# RECORDS FOR THE TASK start
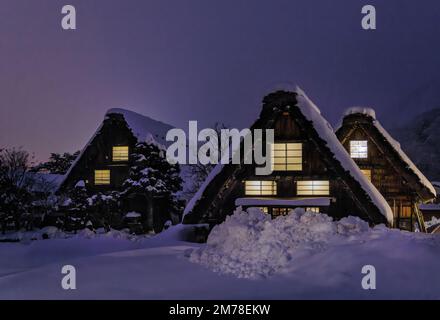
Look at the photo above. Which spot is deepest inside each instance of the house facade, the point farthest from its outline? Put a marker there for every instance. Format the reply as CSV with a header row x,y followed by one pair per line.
x,y
383,162
311,170
104,163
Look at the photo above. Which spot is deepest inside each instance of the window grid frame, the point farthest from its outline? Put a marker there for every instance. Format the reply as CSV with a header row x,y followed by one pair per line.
x,y
359,149
284,156
260,188
120,155
313,188
102,177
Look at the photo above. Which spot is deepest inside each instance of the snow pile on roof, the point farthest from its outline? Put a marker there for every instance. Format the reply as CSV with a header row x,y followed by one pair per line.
x,y
133,214
405,158
198,195
362,110
325,131
44,182
297,202
144,127
249,244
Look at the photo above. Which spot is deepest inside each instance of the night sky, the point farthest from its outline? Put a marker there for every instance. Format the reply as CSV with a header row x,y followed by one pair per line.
x,y
206,60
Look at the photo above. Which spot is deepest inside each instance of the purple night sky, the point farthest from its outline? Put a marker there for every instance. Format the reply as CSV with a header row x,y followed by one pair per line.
x,y
206,60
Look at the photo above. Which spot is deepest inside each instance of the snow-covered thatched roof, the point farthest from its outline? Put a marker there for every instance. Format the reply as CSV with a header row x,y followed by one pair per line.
x,y
325,131
144,128
395,145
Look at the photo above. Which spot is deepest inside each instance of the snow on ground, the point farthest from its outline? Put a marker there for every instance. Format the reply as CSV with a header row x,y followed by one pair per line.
x,y
315,258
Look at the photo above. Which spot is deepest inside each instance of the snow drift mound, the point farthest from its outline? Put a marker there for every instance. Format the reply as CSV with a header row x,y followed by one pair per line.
x,y
249,244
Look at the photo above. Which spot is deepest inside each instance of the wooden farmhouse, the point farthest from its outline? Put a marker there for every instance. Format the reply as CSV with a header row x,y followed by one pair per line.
x,y
103,164
383,162
311,170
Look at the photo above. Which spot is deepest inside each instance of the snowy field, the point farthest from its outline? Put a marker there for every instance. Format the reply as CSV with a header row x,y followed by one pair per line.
x,y
302,256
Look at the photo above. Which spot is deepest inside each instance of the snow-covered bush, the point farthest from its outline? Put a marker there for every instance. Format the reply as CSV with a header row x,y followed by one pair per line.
x,y
250,244
156,181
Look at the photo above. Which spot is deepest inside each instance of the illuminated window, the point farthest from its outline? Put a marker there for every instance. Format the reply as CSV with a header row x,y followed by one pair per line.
# RECORDS FOR THE TASK end
[JOB]
Rewrite the data above with every "outline" swapped for "boundary" and nothing else changed, leaving out the pictures.

[RESULT FOR THIS EXERCISE]
Look at the photo above. Which spot is deepest inside each instance of the house facade, the point farthest from its boundary? Put a marker there for every instance. Format the reply as CSV with a header row x,y followed by one pair per line.
x,y
383,162
311,170
104,163
Look at the photo above. Which spot is deepest inside each instance of the window grid frame, the point farthest from its boundary? Put a marker there for every instance. Format the reply as CSV with a header row x,y followed by one pair per line.
x,y
359,149
284,156
260,188
120,155
313,188
102,177
Look at the photo above. Which spot is deepest inside each instance of the snow pile on roof, the point farthest from its boundary? Put a marker there for every instance. Format the reply as CSV with a header row x,y followed by one pair per line.
x,y
133,214
405,158
198,195
362,110
325,131
44,182
297,202
144,127
249,244
Look at the photo above. Which spot is deepest inside each instance of the night sky, the point farthest from its boundary? Put a marker there for every instance. Format the reply as CSV with a header row x,y followed by one pair per line.
x,y
206,60
Look at the photo above. Which spot is deepest inside each instance of the purple night sky, the point farthest from its boundary? Put a marker there for every instance. Format the reply as CSV with a header row x,y followed by one pair per line.
x,y
206,60
Look at the photo above. Which spot is deepest inside each instance of the snow-covered thatched roof, the point farthest from its boundary? Put a marker there for every instance. Format the reply as CSV with a header row x,y followed by one pair per line.
x,y
325,131
144,128
395,145
Look at the photo above. Which spot is deepest inside each instance of the snow on ground, the point farthest from its boundary? Put a marker there for every instance. Format the reply as CSV with a header row x,y followed by one pair per line.
x,y
315,258
Look at the photo above. Which spot is deepest inside each instance of the snow drift mound, the point farthest from its boundary? Put a marker there for every instance. Format the reply as CSV with a header row x,y followed by one pair per line.
x,y
249,244
Look at the photo above. Which spot is deepest inside each instance of the wooden farmhouse, the point farthest from its boundary? Put a marker there for every instance. Format the reply as CSV with a header row x,y followed by one pair per line.
x,y
103,164
383,162
311,170
Look at the photo above. Which spot is deepest inside each instance of the snowy field, the point farthest from its boundary? Put a marker there for every instance. Format the reply as CSV with a header row x,y followed by one pair per line.
x,y
302,256
Look at the photo above. Which spot is deepest inside each instance of the snow-covered bush, the point farthest from its boundary? Put a marker there for every instance. Format the reply as CSV with a header row x,y followed by one pair per line.
x,y
250,244
156,181
Look at the photo above. Which spot is deepest inside each instance of the illuminated window, the point farthest from its boundary? Put a marker there for every instance. Format the reply as CSV with a header row x,y followed by one pair per line.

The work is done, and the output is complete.